RECORDS FOR THE EXERCISE:
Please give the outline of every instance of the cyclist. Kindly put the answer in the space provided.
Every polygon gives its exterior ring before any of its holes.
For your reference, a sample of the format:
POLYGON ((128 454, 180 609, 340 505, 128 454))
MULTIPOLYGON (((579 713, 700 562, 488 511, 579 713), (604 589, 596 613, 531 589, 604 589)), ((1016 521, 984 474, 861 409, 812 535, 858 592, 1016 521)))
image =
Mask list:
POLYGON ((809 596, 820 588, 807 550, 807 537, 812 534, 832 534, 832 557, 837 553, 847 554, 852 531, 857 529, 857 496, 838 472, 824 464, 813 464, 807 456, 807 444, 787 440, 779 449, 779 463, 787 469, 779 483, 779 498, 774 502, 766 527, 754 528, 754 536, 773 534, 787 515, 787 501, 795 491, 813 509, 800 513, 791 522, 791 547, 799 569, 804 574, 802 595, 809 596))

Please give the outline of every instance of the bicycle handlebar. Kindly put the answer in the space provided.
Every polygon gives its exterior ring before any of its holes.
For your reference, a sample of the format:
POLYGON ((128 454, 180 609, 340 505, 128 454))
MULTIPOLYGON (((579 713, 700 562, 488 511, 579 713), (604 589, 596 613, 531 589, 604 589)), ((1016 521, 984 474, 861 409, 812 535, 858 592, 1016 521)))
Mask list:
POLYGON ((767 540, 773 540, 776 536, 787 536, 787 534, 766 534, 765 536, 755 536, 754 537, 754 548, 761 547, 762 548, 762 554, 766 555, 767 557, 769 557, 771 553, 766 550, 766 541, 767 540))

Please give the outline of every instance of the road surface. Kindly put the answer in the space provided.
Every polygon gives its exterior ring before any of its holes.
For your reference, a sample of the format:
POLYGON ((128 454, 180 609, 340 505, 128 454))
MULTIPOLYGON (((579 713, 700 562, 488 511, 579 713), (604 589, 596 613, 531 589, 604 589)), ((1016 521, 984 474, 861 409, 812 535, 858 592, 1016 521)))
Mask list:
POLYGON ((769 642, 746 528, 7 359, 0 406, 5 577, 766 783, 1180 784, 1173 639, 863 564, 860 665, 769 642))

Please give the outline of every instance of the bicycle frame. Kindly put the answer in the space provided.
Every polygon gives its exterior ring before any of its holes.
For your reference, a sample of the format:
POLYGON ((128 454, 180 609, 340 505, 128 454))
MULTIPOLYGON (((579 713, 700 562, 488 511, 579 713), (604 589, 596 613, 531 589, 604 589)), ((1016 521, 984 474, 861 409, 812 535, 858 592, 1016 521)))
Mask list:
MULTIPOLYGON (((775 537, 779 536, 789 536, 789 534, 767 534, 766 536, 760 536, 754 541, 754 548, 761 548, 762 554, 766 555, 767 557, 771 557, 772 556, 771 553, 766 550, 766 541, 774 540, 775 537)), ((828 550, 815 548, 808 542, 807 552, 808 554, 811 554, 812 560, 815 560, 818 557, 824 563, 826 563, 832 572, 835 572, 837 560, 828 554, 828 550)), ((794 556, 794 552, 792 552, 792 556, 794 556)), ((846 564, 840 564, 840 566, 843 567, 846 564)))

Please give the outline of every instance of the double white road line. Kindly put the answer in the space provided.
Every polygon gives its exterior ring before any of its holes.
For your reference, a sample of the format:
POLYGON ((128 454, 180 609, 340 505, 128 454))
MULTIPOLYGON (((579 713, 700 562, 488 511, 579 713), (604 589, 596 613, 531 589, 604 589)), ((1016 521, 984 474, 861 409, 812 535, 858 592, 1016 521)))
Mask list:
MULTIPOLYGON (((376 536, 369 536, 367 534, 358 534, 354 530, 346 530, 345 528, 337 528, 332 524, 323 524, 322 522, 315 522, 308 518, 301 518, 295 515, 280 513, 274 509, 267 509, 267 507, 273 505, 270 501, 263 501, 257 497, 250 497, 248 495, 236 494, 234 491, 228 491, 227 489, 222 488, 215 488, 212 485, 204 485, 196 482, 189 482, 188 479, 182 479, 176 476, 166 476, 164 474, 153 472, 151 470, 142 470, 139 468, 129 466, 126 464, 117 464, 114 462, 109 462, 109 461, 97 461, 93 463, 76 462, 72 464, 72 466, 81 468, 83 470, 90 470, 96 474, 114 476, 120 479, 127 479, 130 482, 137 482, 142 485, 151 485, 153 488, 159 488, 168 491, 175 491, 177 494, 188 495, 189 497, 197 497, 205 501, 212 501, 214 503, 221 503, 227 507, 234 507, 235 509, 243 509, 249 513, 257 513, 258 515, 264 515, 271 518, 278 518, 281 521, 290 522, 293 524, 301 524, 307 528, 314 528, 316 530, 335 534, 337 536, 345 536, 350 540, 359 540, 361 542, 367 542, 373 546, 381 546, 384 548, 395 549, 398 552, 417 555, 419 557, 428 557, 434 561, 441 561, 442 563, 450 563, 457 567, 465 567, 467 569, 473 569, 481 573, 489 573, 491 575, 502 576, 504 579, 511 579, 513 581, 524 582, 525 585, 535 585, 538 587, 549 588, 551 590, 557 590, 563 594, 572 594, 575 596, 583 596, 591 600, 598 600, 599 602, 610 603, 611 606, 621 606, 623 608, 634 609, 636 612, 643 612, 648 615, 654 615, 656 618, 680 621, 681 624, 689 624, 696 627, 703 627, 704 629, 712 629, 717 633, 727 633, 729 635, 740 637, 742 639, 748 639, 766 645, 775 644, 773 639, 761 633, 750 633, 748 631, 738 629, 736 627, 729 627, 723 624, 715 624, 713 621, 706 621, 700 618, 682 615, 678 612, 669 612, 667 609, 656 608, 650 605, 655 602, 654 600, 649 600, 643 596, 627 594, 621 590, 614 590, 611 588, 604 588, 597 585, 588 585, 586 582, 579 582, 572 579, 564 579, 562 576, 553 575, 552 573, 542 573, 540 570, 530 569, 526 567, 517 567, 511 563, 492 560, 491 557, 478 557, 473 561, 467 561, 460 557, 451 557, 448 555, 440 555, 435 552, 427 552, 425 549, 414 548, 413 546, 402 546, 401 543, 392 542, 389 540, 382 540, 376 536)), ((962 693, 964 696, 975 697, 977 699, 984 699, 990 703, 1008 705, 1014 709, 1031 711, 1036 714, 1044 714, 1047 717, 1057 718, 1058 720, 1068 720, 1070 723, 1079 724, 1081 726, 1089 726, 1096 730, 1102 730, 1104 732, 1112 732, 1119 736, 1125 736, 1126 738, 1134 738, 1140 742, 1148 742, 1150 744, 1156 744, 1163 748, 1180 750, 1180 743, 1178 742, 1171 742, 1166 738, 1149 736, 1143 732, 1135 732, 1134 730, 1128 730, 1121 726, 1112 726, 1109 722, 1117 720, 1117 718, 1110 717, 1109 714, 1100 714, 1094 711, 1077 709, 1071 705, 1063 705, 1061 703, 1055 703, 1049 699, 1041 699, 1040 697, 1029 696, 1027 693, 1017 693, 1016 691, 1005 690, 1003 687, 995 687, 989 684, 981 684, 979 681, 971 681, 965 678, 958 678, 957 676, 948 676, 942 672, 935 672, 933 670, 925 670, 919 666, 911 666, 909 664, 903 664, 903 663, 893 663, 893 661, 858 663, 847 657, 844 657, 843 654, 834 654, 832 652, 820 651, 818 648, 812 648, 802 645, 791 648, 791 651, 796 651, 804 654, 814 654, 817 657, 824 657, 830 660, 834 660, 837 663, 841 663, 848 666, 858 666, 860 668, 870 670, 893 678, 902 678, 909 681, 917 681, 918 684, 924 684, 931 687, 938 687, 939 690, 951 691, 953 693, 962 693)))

SET TASK:
Rewrite the rows above as a numbered list, leaving out the blank lines.

FINAL RESULT:
1. Please give the outline of every instance of the cyclist. Kindly put the answer in the space provided.
2. Every polygon gives its exterior ring before any of its holes.
3. For your reference, a sample of the format:
4. POLYGON ((128 454, 180 609, 340 505, 128 454))
5. MULTIPOLYGON (((579 713, 700 562, 488 511, 579 713), (604 589, 596 613, 531 589, 604 589)), ((1016 521, 984 474, 861 409, 812 535, 858 592, 1016 521)))
6. image =
7. Mask list:
8. POLYGON ((809 596, 820 588, 807 550, 807 537, 812 534, 832 534, 832 557, 837 553, 847 554, 852 531, 857 529, 857 496, 838 472, 824 464, 813 464, 807 456, 807 444, 787 440, 779 449, 779 463, 787 469, 779 483, 779 498, 774 502, 766 527, 754 528, 754 536, 773 534, 787 515, 787 501, 795 491, 813 509, 800 513, 791 522, 791 547, 799 569, 804 574, 802 595, 809 596))
9. Please give the outline of every instance of the bicycle handlebar. Kindly put the answer in the space provided.
10. Every polygon gives its exterior ring before any of its holes.
11. For your reference, a sample of the format:
12. POLYGON ((128 454, 180 609, 340 505, 128 454))
13. MULTIPOLYGON (((579 713, 700 562, 488 511, 579 713), (604 589, 596 613, 531 589, 604 589)), ((1016 521, 984 474, 861 409, 812 535, 858 592, 1016 521)))
14. Mask list:
15. POLYGON ((767 540, 773 540, 776 536, 787 536, 787 534, 766 534, 765 536, 755 536, 754 537, 754 548, 761 547, 762 548, 762 554, 766 555, 767 557, 769 557, 771 553, 766 550, 766 541, 767 540))
16. Please give the outline of every instance of the road surface. Kindly put the answer in the space provided.
17. Every polygon gives its exterior ring before any of its holes.
18. For your reference, a sample of the format:
19. POLYGON ((128 454, 180 609, 340 505, 128 454))
20. MULTIPOLYGON (((579 713, 700 562, 488 511, 579 713), (604 589, 596 613, 531 589, 604 589)), ((1016 521, 984 474, 861 409, 812 535, 858 592, 1016 521)))
21. Mask list:
22. POLYGON ((769 642, 746 528, 7 359, 0 406, 5 577, 766 783, 1180 784, 1173 639, 863 564, 860 665, 769 642))
23. Please give the outline of every instance of the bicycle frame. Kindly put the answer in the space provided.
24. Every polygon gives its exterior ring before any of its holes.
25. For your reference, a sample of the format:
26. POLYGON ((128 454, 180 609, 340 505, 128 454))
27. MULTIPOLYGON (((579 713, 700 562, 488 511, 579 713), (604 589, 596 613, 531 589, 604 589)), ((1016 521, 984 474, 861 409, 812 535, 858 592, 1016 521)))
28. Mask list:
29. MULTIPOLYGON (((775 537, 779 536, 789 536, 789 534, 767 534, 766 536, 760 536, 754 541, 754 548, 761 548, 762 554, 766 555, 767 557, 771 557, 772 556, 771 553, 766 550, 766 541, 774 540, 775 537)), ((828 550, 815 548, 808 542, 807 552, 808 554, 811 554, 812 560, 815 560, 818 557, 824 563, 826 563, 832 572, 835 572, 837 560, 828 554, 828 550)), ((794 556, 794 552, 792 552, 792 556, 794 556)), ((846 564, 840 564, 840 566, 843 567, 846 564)))
30. Please give the outline of every instance of the double white road line. Kindly put the answer in the space provided.
31. Every polygon gives its exterior ring before any of its holes.
32. For your reference, a sample of the format:
33. POLYGON ((128 454, 180 609, 340 505, 128 454))
34. MULTIPOLYGON (((579 713, 700 562, 488 511, 579 713), (604 589, 596 613, 531 589, 604 589)), ((1016 521, 984 474, 861 409, 812 535, 858 592, 1016 521)))
35. Mask list:
36. MULTIPOLYGON (((376 536, 369 536, 367 534, 358 534, 354 530, 346 530, 345 528, 337 528, 332 524, 323 524, 322 522, 315 522, 308 518, 301 518, 295 515, 280 513, 274 509, 267 509, 267 507, 273 505, 270 501, 263 501, 257 497, 250 497, 248 495, 236 494, 234 491, 228 491, 227 489, 222 488, 215 488, 212 485, 204 485, 196 482, 189 482, 188 479, 182 479, 176 476, 166 476, 164 474, 153 472, 151 470, 142 470, 139 468, 129 466, 126 464, 117 464, 114 462, 109 462, 109 461, 97 461, 93 463, 76 462, 72 464, 72 466, 81 468, 83 470, 90 470, 96 474, 114 476, 120 479, 127 479, 130 482, 137 482, 142 485, 151 485, 153 488, 159 488, 168 491, 175 491, 177 494, 188 495, 189 497, 197 497, 205 501, 212 501, 214 503, 221 503, 227 507, 234 507, 235 509, 243 509, 249 513, 257 513, 258 515, 264 515, 271 518, 278 518, 281 521, 290 522, 293 524, 301 524, 307 528, 314 528, 316 530, 335 534, 337 536, 345 536, 350 540, 359 540, 361 542, 367 542, 373 546, 381 546, 384 548, 395 549, 398 552, 417 555, 419 557, 428 557, 434 561, 441 561, 442 563, 450 563, 457 567, 465 567, 467 569, 473 569, 481 573, 489 573, 491 575, 502 576, 504 579, 511 579, 513 581, 524 582, 525 585, 535 585, 538 587, 549 588, 551 590, 557 590, 563 594, 572 594, 575 596, 583 596, 591 600, 598 600, 599 602, 610 603, 611 606, 621 606, 623 608, 634 609, 636 612, 643 612, 648 615, 654 615, 656 618, 680 621, 681 624, 689 624, 696 627, 703 627, 704 629, 712 629, 717 633, 727 633, 729 635, 740 637, 742 639, 748 639, 766 645, 775 644, 773 639, 761 633, 750 633, 748 631, 738 629, 736 627, 729 627, 723 624, 715 624, 713 621, 706 621, 700 618, 682 615, 678 612, 669 612, 667 609, 656 608, 650 605, 655 602, 654 600, 649 600, 643 596, 627 594, 621 590, 614 590, 611 588, 604 588, 597 585, 588 585, 586 582, 579 582, 572 579, 564 579, 562 576, 553 575, 552 573, 542 573, 540 570, 530 569, 526 567, 517 567, 511 563, 492 560, 491 557, 478 557, 473 561, 467 561, 460 557, 451 557, 448 555, 440 555, 435 552, 427 552, 425 549, 414 548, 413 546, 402 546, 401 543, 392 542, 389 540, 382 540, 376 536)), ((962 693, 964 696, 975 697, 977 699, 984 699, 990 703, 1008 705, 1014 709, 1031 711, 1036 714, 1044 714, 1047 717, 1057 718, 1058 720, 1068 720, 1070 723, 1079 724, 1081 726, 1089 726, 1096 730, 1102 730, 1104 732, 1112 732, 1119 736, 1125 736, 1126 738, 1134 738, 1140 742, 1148 742, 1150 744, 1156 744, 1163 748, 1180 750, 1180 743, 1178 742, 1171 742, 1166 738, 1149 736, 1143 732, 1135 732, 1134 730, 1128 730, 1121 726, 1112 726, 1109 722, 1117 720, 1117 718, 1110 717, 1109 714, 1100 714, 1094 711, 1077 709, 1071 705, 1063 705, 1061 703, 1055 703, 1049 699, 1041 699, 1040 697, 1029 696, 1027 693, 1017 693, 1016 691, 1005 690, 1003 687, 995 687, 989 684, 981 684, 979 681, 971 681, 965 678, 958 678, 957 676, 948 676, 942 672, 935 672, 933 670, 925 670, 919 666, 911 666, 909 664, 903 664, 903 663, 893 663, 893 661, 858 663, 847 657, 844 657, 843 654, 834 654, 832 652, 820 651, 818 648, 812 648, 802 645, 791 648, 791 651, 796 651, 804 654, 814 654, 817 657, 824 657, 830 660, 834 660, 837 663, 841 663, 848 666, 858 666, 860 668, 870 670, 893 678, 902 678, 909 681, 917 681, 918 684, 924 684, 931 687, 938 687, 939 690, 951 691, 953 693, 962 693)))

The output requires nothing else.